=== BRIEF ===
Count the lines in the data below holding the string "coat" and write the total by itself.

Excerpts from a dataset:
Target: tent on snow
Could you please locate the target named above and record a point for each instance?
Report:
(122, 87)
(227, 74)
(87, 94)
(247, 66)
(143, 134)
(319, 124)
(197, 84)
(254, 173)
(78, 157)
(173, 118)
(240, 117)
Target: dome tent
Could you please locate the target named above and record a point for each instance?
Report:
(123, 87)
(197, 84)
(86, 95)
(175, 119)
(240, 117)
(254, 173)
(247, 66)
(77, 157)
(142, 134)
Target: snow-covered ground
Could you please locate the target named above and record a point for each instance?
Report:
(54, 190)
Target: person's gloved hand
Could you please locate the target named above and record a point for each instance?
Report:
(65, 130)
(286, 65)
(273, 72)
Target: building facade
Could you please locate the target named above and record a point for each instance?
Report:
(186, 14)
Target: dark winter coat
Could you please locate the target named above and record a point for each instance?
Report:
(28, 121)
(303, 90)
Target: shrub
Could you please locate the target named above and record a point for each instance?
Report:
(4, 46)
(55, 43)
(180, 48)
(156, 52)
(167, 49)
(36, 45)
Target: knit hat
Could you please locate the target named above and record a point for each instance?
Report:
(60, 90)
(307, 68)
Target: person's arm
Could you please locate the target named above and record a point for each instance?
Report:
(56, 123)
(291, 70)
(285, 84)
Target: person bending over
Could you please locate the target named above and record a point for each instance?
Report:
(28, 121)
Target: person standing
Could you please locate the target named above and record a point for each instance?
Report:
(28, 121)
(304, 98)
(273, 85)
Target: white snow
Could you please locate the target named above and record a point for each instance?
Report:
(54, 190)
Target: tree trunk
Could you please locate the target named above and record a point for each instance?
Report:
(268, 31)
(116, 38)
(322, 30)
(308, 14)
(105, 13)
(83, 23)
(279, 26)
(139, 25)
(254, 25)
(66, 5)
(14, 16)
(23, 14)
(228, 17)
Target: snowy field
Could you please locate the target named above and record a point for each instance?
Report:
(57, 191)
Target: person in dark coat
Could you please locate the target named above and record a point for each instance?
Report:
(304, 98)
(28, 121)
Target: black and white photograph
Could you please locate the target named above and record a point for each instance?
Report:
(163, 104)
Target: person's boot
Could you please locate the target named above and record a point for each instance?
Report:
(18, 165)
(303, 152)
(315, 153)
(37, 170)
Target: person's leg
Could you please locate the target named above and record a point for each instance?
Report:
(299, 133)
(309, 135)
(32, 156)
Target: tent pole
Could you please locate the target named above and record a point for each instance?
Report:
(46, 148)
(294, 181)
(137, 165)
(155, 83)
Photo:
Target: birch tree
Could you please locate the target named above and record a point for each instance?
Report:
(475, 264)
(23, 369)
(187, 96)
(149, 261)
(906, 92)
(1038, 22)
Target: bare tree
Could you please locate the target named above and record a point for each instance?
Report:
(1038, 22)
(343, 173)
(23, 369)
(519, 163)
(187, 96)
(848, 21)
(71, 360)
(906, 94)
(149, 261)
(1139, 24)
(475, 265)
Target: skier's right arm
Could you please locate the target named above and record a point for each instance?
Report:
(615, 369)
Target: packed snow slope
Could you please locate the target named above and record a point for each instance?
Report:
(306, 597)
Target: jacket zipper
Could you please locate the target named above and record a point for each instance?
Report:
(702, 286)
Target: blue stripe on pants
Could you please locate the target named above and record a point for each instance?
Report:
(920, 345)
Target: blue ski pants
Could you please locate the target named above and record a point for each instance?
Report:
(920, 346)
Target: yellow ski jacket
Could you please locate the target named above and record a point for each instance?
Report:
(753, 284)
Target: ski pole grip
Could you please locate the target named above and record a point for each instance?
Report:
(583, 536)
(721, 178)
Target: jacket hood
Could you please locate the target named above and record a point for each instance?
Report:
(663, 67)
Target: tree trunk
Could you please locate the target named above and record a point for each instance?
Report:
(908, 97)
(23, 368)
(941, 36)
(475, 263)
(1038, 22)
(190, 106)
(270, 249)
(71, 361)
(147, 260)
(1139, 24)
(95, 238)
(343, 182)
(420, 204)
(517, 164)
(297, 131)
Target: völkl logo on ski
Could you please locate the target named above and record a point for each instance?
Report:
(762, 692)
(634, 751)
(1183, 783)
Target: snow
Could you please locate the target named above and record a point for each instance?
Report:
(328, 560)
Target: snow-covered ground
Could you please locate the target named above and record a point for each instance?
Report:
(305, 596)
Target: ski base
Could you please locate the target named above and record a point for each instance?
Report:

=== ANSWER AREA ===
2